#### [Required actions]
1 – According to the LeLacheur Park text, which firm designed the park?
2 – Rewrite the paragraph of the LeLacheur Park text that begins "The park was built between a partnership" as a short bulleted list of its main facts.
3 – Write the next part of the LeLacheur Park text, starting after its final sentence.

#### [Text segment]
>> begin

Edward A. LeLacheur Park is a baseball park located on the banks of the Merrimack River in Lowell, Massachusetts. It is home to the UMass Lowell River Hawks baseball team, which competes in the America East Conference at the NCAA Division I level. It was home to the Lowell Spinners, previously the New York–Penn League Class A Short Season affiliate of the Boston Red Sox.

History
The park was built between a partnership with the city of Lowell and the University of Massachusetts Lowell. The park was named for State Representative Edward A. LeLacheur, who led the initial redevelopment of Lowell, and opened in 1998. The park was built adjacent to the residential section of UML. Populous (formerly HOK Sport)  designed the park. It offers views of the Aiken Street Bridge, Lawrence Mills, Fox Hall, and University Suites. The seating bowl is raised above the field. A concourse surrounds the top of the park where the refreshment, merchandise stands, and bathrooms are located. The design enables an open view while waiting in line.

Two seating expansions have been considered since the park opened. One plan would have added 600-1,000 seats on the third base side. The expansion would match how the first base side is angled towards the infield. The other proposal was to add a smaller version of the Green Monster with seating for approximately 200 people. This also would have shortened the field and raised the wall to . Due to lack of funds, neither have been built.

>> end

#### [Given material]
>> begin

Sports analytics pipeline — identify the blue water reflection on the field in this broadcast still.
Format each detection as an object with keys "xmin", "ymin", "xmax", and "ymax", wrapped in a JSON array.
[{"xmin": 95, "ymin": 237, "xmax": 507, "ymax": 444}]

>> end

#### [Task-by-task answers]
1 – Populous (formerly HOK Sport).

2 –
- Built through a partnership between the city of Lowell and the University of Massachusetts Lowell
- Named for State Representative Edward A. LeLacheur, who led Lowell's initial redevelopment
- Opened in 1998, next to UML's residential section
- Designed by Populous (formerly HOK Sport)
- Views of the Aiken Street Bridge, Lawrence Mills, Fox Hall, and University Suites
- Seating bowl raised above the field
- A concourse around the top holds refreshment and merchandise stands and bathrooms, so fans keep an open view while waiting in line

3 –
The stadium also features the Giant Hood Milk Jug from Fenway Park and all Red Sox retired numbers.

The ballpark held its first concert on July 10, 2008, when Boston-based Celtic punk band Dropkick Murphys played there with The Mighty Mighty Bosstones.

The Lowell City Council voted on Tuesday, July 26th of 2022 to sell Lelacheur Park to UMass Lowell for $1 million dollars.

Attendance
The Spinners have had several consecutive sold-out seasons at LeLacheur Park.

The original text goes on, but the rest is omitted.